DOCUMENT SECTION:
========

Whether you will be in the hospital or at home during the various phases of withdrawal, you will still need to have a medical team aware of the situation and monitor through check-ups.
2. Medication Effects
You may be prescribed medication to help lessen some of the mental or physical effects, but every medicine has possible effects of their own.
You may find yourself reacting unexpectedly to prescribed medication, and being at home will make it harder for you to monitor any changes.
This is especially relevant since you will be experiencing many new sensations and physical reactions caused by withdrawal.
Within a facility, the staff would be able to monitor any changes and adjust medications as necessary, but this is not as easily done if you are at home.
For opioid addiction, it is common to wean an addicted individual off the drug by introducing them to controlled, prescribed medications. These also come with risks associated.
3. Lack of Experienced Supervision
Some symptoms can be mild but still potentially dangerous (e.g., lethargy, mental confusion, etc.). Being without proper medical supervision can risk you accidentally injuring yourself or others while impaired by the withdrawal.
Help Options for Drug Withdrawal
There are multiple NHS covered and private treatment options available for anyone going through detox or withdrawal effects.
Most communities also have programmes for those who are unable to attend traditional treatment facilities. Which option is right for you or your loved one will depend on doctor recommendations and available resources in your area.
1. Rehabilitation Facilities
It can be quite challenging to get coverage for rehabilitation treatment from the NHS, and waiting lists are long.

========

[Point localization data]
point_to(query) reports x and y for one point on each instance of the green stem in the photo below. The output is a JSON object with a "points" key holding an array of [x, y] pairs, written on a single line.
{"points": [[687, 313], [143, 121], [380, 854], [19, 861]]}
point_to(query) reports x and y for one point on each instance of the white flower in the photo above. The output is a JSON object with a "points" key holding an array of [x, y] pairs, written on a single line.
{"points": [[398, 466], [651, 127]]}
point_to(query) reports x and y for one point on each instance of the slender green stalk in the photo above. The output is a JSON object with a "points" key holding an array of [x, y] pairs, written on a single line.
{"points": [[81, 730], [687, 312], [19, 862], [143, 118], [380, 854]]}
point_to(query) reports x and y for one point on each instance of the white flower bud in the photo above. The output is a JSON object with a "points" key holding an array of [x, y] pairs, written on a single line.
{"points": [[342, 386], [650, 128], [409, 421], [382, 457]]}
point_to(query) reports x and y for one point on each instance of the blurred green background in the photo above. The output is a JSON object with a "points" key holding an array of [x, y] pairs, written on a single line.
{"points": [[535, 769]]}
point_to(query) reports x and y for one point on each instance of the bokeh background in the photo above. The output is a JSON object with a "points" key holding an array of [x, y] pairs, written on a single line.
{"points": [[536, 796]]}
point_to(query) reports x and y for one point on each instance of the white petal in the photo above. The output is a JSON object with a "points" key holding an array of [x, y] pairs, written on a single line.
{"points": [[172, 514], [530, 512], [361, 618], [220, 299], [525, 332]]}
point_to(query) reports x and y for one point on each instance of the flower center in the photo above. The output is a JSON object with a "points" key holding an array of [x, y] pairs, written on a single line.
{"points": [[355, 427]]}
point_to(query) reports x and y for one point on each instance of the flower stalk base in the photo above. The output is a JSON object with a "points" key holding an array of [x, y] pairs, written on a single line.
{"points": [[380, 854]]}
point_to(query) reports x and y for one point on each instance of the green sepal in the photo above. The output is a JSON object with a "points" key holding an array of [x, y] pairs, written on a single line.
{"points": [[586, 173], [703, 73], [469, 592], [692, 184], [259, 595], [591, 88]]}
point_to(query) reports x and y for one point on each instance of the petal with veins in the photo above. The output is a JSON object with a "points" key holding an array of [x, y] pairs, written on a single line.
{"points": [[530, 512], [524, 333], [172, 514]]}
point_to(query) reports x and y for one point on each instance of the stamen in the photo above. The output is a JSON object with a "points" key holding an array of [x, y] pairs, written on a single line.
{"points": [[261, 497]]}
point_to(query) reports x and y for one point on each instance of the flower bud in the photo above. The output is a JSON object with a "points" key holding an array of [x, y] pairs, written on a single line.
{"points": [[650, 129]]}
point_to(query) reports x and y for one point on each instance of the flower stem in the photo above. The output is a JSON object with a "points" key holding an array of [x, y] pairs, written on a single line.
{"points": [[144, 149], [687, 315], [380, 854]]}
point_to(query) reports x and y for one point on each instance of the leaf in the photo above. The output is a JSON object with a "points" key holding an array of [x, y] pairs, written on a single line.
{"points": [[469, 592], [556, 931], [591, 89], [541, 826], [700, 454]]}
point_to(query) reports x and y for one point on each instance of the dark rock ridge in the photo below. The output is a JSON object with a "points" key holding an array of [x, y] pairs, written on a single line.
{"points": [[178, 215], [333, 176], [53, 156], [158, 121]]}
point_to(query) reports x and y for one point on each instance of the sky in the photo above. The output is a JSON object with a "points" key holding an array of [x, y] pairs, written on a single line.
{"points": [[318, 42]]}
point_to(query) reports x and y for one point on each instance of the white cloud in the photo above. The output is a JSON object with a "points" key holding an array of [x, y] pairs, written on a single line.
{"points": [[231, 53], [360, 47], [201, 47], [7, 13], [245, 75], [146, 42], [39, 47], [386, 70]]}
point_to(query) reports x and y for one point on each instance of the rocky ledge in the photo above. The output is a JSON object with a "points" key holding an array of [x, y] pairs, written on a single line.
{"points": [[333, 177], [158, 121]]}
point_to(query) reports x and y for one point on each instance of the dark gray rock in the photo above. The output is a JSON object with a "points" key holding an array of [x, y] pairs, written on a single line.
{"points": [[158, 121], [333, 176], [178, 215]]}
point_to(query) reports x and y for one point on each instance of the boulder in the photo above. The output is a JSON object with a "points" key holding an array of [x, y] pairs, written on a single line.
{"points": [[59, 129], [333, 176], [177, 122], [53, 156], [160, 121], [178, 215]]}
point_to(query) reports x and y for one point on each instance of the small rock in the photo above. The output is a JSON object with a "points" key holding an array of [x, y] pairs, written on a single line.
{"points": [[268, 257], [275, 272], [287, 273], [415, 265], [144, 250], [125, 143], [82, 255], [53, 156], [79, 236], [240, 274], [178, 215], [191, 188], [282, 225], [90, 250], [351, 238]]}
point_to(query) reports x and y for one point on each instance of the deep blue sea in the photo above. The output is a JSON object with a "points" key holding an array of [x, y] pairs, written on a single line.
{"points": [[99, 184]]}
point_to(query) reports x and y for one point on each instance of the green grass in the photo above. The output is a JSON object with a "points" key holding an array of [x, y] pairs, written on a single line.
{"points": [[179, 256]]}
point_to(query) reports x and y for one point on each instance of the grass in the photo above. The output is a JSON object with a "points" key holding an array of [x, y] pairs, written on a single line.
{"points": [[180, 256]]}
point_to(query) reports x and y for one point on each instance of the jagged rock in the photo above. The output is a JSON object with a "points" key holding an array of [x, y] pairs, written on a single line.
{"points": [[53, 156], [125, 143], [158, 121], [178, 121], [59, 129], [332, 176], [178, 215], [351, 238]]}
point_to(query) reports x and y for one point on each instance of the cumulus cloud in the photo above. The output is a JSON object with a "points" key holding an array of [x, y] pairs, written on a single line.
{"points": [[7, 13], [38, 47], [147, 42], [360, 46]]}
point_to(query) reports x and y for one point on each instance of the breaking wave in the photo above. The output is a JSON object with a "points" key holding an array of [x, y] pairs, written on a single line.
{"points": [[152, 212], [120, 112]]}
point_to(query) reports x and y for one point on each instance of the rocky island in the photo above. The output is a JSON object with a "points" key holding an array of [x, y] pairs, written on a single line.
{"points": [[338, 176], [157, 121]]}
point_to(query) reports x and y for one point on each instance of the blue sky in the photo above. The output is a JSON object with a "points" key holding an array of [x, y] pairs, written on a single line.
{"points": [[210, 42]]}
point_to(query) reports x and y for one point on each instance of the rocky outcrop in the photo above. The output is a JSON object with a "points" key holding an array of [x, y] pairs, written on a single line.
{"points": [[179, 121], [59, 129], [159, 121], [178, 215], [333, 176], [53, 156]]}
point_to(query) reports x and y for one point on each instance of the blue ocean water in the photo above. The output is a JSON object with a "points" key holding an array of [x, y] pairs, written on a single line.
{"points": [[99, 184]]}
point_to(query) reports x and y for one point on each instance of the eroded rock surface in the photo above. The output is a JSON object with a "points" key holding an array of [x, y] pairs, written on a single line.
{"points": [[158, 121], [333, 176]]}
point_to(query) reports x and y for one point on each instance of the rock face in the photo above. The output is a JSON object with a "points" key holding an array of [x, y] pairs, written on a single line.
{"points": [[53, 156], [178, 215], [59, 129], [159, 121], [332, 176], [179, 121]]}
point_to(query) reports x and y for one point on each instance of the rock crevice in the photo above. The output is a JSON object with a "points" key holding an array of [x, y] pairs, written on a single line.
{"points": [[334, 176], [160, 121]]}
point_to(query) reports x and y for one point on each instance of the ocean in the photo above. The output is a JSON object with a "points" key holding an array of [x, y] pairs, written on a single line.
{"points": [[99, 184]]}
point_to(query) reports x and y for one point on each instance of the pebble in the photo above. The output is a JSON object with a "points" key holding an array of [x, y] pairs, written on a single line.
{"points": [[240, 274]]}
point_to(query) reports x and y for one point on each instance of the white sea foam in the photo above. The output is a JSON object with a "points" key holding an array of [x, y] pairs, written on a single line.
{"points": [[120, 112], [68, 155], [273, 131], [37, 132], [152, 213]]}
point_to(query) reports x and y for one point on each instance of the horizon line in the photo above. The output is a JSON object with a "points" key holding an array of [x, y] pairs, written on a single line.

========

EXERCISE REQUIREMENTS:
1/ From the drug withdrawal passage, extract the portion that begins at the words "2. Medication Effects" and stops after "of their own.", copied word for word.
2/ According to the drug withdrawal passage, what two difficulties arise in obtaining rehabilitation treatment through the NHS?

ANSWER SECTION:
1/
2. Medication Effects
You may be prescribed medication to help lessen some of the mental or physical effects, but every medicine has possible effects of their own.

2/ Getting coverage for rehabilitation treatment can be quite challenging, and waiting lists are long.